— START OF LISTING —

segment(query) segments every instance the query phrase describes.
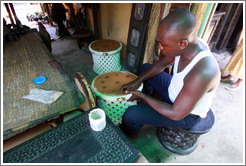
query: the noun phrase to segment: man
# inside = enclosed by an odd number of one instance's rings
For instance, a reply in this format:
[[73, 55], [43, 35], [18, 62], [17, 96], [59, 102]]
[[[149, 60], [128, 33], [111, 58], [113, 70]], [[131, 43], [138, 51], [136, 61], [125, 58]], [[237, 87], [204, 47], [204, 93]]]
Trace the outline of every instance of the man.
[[[192, 128], [206, 117], [220, 82], [217, 61], [197, 37], [196, 18], [189, 10], [170, 13], [161, 21], [157, 37], [164, 56], [153, 65], [143, 65], [139, 77], [121, 88], [145, 103], [129, 107], [123, 115], [120, 128], [129, 137], [143, 125]], [[172, 63], [173, 76], [163, 72]], [[162, 99], [136, 91], [141, 82], [143, 92], [154, 91]]]
[[58, 25], [58, 36], [69, 36], [70, 33], [63, 24], [66, 20], [66, 9], [62, 3], [53, 3], [51, 8], [52, 19]]

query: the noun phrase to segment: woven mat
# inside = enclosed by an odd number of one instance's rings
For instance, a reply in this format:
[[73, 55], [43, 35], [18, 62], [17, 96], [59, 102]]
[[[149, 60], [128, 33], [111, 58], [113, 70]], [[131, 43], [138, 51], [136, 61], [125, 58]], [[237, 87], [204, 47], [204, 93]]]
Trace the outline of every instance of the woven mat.
[[93, 131], [87, 111], [3, 154], [4, 163], [128, 163], [138, 151], [107, 117]]
[[[17, 131], [32, 123], [79, 107], [81, 94], [70, 79], [54, 70], [49, 52], [37, 33], [28, 33], [3, 50], [3, 131]], [[45, 76], [47, 81], [35, 85], [33, 79]], [[64, 94], [48, 105], [23, 99], [32, 88], [62, 91]]]
[[132, 140], [131, 143], [150, 163], [166, 163], [178, 156], [161, 145], [156, 136], [156, 127], [144, 126], [137, 139]]

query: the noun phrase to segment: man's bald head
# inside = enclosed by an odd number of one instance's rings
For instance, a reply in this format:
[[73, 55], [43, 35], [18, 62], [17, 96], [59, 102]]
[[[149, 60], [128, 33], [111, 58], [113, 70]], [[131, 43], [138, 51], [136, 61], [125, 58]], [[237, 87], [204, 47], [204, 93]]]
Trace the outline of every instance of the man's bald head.
[[159, 30], [168, 36], [188, 39], [196, 33], [196, 17], [187, 9], [177, 8], [161, 21]]

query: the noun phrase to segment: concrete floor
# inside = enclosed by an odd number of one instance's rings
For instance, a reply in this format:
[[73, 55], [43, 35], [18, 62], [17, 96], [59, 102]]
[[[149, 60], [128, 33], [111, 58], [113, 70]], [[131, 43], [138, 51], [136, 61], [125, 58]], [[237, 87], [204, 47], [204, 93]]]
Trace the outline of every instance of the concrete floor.
[[[92, 70], [92, 57], [88, 50], [79, 50], [76, 40], [72, 38], [54, 41], [52, 48], [54, 58], [71, 78], [75, 72], [80, 71], [91, 83], [96, 74]], [[230, 59], [230, 54], [227, 52], [214, 53], [214, 56], [221, 69]], [[173, 155], [168, 158], [167, 163], [236, 164], [245, 162], [245, 83], [242, 82], [237, 91], [228, 91], [225, 85], [221, 82], [213, 101], [212, 110], [216, 122], [212, 130], [200, 136], [199, 145], [194, 152], [185, 156]], [[137, 162], [148, 161], [141, 155]]]

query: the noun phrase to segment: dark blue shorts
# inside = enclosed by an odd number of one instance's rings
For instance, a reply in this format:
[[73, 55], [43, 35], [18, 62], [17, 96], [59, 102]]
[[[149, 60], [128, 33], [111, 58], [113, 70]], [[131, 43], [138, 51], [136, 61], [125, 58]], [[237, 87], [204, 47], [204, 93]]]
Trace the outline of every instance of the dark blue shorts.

— END OF LISTING —

Turn the part of the listing from the line containing "query: the noun phrase to segment: concrete" down to the line containing "Trace the outline of every instance of the concrete", both included, into a JSON list of strings with one string per line. Leave out blank lines.

◆ TASK RESULT:
[
  "query: the noun phrase to segment: concrete floor",
  "# inside = enclosed by an odd number of one instance's rings",
  "For instance, a reply in this format:",
  "[[73, 55], [43, 35], [18, 62], [17, 96], [59, 102]]",
  "[[[149, 60], [128, 33], [111, 58], [113, 70]], [[131, 43], [138, 51], [136, 61], [125, 58]], [[237, 87], [204, 47], [204, 93]]]",
  "Trace the outline of every instance of the concrete floor."
]